Reproduce, character for character, the lines of the data below from the line containing "point: white cloud" through the line containing "column 137, row 242", both of those lines included.

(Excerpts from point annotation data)
-- -- --

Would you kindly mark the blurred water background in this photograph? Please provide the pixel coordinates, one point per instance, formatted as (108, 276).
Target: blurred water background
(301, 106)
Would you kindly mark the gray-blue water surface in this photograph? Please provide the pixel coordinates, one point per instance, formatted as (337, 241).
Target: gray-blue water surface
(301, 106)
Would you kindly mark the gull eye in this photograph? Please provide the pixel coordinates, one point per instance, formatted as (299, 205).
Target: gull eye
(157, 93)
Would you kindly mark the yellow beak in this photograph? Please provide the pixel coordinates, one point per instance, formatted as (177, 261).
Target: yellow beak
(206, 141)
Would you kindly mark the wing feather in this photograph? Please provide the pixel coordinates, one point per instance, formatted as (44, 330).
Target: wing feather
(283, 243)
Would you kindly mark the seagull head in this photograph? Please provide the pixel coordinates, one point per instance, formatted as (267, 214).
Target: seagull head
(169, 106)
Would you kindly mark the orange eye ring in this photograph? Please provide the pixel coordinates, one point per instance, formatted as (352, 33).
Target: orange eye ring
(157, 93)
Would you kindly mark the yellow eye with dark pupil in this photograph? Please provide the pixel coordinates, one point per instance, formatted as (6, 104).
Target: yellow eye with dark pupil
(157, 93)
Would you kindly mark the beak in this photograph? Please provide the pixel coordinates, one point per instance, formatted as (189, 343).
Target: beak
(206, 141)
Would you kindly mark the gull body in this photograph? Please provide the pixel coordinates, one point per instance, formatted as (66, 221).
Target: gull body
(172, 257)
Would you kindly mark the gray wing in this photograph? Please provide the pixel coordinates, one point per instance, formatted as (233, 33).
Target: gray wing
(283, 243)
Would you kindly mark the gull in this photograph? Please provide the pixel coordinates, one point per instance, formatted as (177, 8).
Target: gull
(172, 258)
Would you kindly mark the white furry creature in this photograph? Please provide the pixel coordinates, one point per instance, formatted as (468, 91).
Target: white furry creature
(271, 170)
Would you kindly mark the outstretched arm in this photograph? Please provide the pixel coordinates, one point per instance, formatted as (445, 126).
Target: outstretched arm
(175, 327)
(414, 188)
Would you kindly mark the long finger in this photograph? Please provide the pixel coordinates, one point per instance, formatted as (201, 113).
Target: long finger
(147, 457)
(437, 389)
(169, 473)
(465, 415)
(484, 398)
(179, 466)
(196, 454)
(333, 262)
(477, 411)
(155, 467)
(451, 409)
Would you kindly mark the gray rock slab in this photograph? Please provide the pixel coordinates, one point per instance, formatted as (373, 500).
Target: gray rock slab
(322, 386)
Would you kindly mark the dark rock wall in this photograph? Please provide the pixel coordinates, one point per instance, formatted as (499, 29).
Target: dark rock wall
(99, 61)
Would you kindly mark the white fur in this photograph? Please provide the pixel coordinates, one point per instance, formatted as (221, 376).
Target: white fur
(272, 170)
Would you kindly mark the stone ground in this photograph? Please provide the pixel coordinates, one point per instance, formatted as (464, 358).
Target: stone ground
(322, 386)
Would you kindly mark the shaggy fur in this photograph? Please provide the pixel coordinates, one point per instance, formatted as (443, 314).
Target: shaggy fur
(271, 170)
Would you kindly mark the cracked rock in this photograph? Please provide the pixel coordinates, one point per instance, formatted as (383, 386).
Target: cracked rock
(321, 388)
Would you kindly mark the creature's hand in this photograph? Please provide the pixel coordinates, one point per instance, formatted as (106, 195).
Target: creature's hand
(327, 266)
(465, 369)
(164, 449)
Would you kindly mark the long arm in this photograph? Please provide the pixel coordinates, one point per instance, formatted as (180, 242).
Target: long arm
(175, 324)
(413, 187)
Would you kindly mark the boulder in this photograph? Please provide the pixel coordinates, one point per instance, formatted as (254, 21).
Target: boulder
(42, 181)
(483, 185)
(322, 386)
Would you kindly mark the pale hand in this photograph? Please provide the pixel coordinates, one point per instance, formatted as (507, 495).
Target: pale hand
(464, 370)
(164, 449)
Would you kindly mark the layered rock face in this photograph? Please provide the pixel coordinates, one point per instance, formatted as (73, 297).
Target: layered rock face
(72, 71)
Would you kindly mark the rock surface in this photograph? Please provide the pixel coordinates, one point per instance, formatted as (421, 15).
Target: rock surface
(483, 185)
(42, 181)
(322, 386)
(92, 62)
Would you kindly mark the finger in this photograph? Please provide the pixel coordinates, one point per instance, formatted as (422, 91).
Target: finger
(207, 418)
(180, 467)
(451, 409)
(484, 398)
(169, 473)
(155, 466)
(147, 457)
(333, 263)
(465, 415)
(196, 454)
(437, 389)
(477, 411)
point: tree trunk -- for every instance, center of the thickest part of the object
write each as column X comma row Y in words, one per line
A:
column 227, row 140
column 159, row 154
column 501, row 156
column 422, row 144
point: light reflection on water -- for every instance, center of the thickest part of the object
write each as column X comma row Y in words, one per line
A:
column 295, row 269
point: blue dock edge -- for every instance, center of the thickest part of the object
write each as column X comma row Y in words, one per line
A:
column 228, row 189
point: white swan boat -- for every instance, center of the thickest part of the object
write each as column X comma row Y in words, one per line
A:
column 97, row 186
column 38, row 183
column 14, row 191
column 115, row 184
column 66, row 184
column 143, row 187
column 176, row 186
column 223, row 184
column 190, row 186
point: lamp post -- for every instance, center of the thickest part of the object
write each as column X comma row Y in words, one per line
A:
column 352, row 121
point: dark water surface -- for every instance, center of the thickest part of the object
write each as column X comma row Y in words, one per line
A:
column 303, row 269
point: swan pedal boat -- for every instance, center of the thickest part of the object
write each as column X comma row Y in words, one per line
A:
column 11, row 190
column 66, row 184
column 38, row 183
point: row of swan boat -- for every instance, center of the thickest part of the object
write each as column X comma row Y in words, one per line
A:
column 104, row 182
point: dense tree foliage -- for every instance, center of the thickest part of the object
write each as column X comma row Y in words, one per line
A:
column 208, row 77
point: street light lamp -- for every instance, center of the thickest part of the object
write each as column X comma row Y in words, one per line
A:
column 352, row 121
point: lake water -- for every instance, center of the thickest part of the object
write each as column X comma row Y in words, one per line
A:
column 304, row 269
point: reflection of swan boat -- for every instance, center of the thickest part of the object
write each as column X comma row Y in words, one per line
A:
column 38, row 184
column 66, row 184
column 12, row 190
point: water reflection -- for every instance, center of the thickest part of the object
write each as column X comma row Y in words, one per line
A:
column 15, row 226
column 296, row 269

-- -- --

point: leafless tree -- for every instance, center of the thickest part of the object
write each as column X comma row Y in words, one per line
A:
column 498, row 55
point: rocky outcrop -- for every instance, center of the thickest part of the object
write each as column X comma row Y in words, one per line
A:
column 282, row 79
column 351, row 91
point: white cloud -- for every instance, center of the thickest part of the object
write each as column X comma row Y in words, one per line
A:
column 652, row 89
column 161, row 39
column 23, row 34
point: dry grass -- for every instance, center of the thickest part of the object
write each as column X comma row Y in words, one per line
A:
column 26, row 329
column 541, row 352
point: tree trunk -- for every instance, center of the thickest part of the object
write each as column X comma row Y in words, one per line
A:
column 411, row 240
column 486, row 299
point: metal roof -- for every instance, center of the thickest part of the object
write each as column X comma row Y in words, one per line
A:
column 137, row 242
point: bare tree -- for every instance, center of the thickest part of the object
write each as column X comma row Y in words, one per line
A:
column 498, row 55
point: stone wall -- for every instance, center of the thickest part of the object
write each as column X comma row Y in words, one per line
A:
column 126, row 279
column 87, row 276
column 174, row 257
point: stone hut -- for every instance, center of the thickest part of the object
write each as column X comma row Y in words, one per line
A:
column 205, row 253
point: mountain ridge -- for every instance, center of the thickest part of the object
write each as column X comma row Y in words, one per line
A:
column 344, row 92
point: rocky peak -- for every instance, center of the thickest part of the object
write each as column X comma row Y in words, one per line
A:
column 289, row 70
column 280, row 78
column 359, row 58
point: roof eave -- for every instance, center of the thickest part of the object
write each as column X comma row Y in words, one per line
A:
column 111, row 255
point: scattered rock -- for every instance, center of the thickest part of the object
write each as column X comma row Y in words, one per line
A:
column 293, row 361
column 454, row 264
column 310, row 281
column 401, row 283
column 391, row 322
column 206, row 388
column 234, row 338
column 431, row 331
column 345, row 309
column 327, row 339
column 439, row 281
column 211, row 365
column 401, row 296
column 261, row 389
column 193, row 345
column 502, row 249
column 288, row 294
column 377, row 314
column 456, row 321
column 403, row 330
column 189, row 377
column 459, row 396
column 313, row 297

-- -- --

Complete response:
point: white cloud -- for every instance, center of the thickest part of the object
write each as column X comma row Y in words, one per line
A:
column 652, row 89
column 161, row 39
column 23, row 34
point: dry grass -- for every instance, center of the thickest part of the object
write each as column X comma row Y in words, one per line
A:
column 26, row 329
column 541, row 352
point: tree trunk -- for every instance, center of the thickest part of the object
write each as column X comma row Y in words, one per line
A:
column 411, row 240
column 486, row 299
point: metal roof -- for every instance, center of the thickest part of the object
write each as column X comma row Y in words, one per line
A:
column 137, row 242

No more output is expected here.